■ DESCRIPTION OF THE TASK
Please convert everything in the records below, from the line containing "Category: concrete curb" down to the line containing "(1372, 676)", into a Markdown table with the columns Row and Line, leaving out blank lines.

■ THE INPUT
§

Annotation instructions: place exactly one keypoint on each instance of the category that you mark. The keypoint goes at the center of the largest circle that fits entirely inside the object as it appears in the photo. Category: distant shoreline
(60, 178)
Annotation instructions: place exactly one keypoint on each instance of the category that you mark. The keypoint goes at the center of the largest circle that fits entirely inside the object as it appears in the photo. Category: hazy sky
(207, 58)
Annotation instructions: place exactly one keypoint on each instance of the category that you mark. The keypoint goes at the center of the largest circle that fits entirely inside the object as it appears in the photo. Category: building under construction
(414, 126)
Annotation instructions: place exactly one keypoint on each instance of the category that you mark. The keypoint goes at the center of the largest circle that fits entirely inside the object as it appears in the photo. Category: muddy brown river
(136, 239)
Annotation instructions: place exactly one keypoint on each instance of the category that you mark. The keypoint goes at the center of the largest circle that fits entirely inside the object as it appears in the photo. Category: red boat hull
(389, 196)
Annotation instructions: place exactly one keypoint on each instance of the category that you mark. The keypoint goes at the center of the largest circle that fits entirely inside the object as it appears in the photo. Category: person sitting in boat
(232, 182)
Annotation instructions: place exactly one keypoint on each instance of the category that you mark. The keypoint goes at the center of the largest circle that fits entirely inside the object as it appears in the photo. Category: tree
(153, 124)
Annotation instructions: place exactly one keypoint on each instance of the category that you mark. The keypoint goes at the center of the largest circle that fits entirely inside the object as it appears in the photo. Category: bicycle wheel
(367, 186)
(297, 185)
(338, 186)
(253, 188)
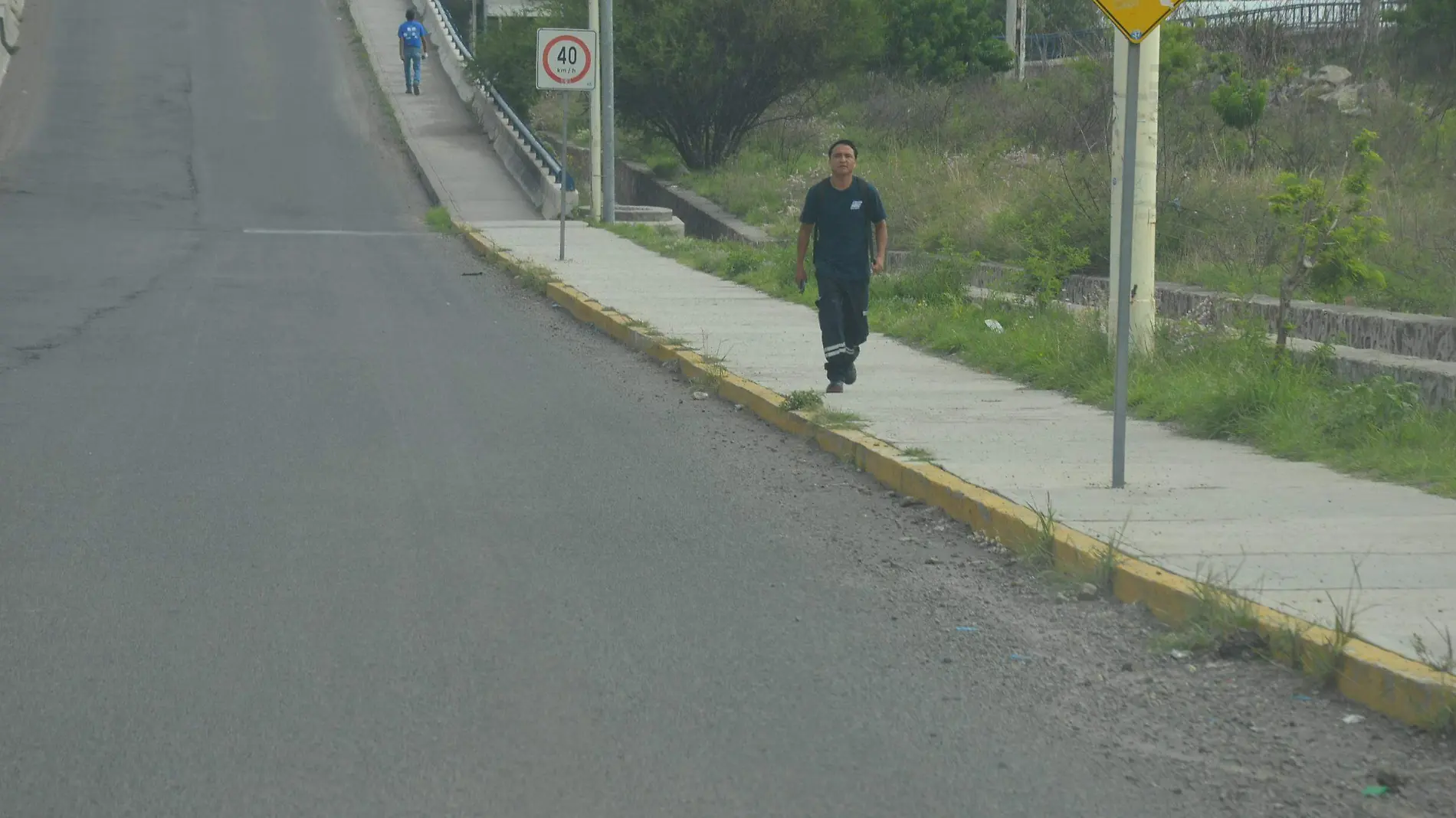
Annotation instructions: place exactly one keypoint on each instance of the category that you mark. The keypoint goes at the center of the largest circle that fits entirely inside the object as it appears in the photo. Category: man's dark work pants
(844, 322)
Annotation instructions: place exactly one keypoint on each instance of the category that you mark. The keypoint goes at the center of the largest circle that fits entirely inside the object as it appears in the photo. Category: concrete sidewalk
(456, 160)
(1286, 533)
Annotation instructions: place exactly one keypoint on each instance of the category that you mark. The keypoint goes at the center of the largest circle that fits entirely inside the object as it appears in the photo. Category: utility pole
(1143, 313)
(1017, 34)
(596, 119)
(609, 116)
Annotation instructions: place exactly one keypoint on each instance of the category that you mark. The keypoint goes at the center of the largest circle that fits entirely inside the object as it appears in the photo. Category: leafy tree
(1179, 57)
(1241, 105)
(507, 58)
(1330, 234)
(946, 40)
(703, 73)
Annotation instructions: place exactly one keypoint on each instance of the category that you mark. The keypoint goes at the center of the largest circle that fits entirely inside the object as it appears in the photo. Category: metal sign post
(1124, 280)
(566, 60)
(1136, 19)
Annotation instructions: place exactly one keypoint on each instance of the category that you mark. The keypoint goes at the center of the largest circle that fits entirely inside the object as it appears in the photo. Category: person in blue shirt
(412, 50)
(846, 220)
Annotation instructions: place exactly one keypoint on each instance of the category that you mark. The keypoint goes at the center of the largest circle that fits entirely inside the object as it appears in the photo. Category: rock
(1346, 98)
(1391, 779)
(1333, 74)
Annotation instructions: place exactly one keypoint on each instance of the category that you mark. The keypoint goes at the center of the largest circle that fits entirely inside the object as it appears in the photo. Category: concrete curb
(1372, 676)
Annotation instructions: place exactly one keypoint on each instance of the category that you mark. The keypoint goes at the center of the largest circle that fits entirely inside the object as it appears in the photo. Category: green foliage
(703, 73)
(1330, 234)
(1179, 57)
(943, 280)
(944, 40)
(507, 58)
(1239, 102)
(1050, 257)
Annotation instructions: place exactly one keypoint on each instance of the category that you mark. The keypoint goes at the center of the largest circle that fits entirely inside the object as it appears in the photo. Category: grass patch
(802, 399)
(919, 454)
(440, 220)
(836, 418)
(1221, 622)
(1208, 383)
(1435, 657)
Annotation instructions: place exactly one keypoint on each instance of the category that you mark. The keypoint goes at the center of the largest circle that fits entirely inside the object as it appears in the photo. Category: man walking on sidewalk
(839, 214)
(412, 50)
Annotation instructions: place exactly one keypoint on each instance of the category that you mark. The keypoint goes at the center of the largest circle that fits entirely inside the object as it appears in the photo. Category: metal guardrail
(1300, 16)
(553, 166)
(1315, 15)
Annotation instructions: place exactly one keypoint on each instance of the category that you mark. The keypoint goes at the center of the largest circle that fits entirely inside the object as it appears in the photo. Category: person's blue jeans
(412, 60)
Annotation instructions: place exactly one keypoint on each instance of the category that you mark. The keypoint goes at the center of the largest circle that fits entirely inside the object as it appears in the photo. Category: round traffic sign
(567, 58)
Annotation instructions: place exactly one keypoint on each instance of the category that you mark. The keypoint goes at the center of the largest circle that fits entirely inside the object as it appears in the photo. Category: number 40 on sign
(566, 58)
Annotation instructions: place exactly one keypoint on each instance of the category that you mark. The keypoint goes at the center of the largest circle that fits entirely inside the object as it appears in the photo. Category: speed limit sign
(566, 58)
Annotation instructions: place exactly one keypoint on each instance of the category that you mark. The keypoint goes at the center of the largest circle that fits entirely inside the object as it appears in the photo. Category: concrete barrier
(11, 14)
(1363, 328)
(510, 145)
(637, 185)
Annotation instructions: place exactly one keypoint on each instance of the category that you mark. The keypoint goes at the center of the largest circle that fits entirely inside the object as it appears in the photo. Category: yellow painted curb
(1379, 679)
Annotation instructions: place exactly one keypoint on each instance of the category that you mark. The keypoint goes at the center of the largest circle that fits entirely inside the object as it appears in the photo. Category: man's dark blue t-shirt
(842, 226)
(412, 32)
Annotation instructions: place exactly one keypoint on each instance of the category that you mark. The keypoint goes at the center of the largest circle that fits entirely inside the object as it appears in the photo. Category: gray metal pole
(1124, 283)
(566, 113)
(609, 116)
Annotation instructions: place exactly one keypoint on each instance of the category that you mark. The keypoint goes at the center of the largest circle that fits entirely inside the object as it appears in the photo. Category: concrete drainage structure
(658, 218)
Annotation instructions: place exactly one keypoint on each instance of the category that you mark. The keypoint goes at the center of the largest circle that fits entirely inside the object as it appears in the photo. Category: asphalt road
(313, 525)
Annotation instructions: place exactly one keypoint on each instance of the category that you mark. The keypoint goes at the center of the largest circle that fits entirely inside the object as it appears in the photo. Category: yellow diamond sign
(1137, 18)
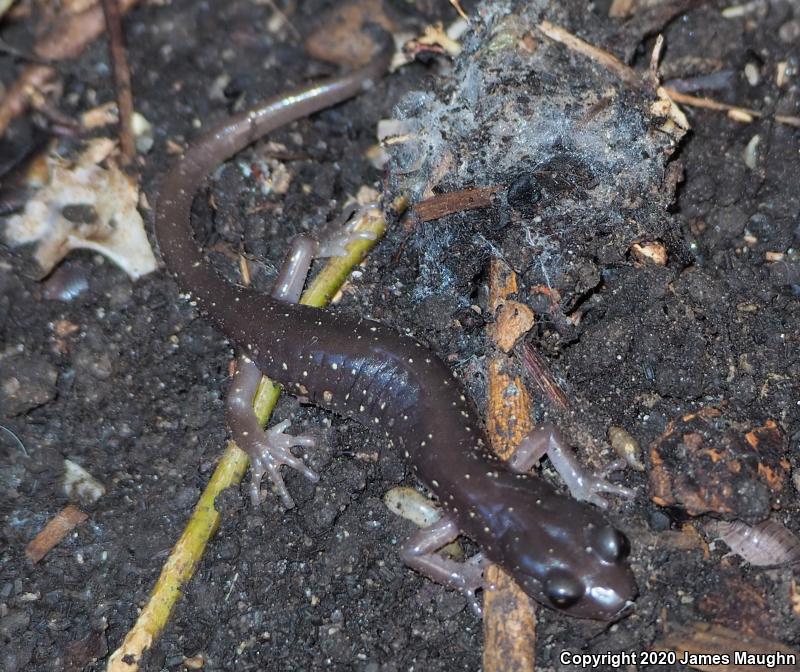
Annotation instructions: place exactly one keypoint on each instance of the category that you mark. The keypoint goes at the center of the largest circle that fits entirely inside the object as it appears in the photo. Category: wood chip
(451, 202)
(59, 527)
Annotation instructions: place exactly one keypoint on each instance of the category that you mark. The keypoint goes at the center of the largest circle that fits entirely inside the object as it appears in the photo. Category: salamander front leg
(547, 440)
(268, 449)
(419, 553)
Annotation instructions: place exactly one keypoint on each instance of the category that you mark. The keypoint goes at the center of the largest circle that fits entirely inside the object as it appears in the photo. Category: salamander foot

§

■ FULL RESPONSE
| Row | Line |
|---|---|
| 1 | Annotation instructions: place exactly one keypoint on each instance of the category that you mark. The keypoint goes at the center of the largest circle that fits entirely inside the object as it appears in the photo. Category: concrete curb |
| 2 | (1372, 676) |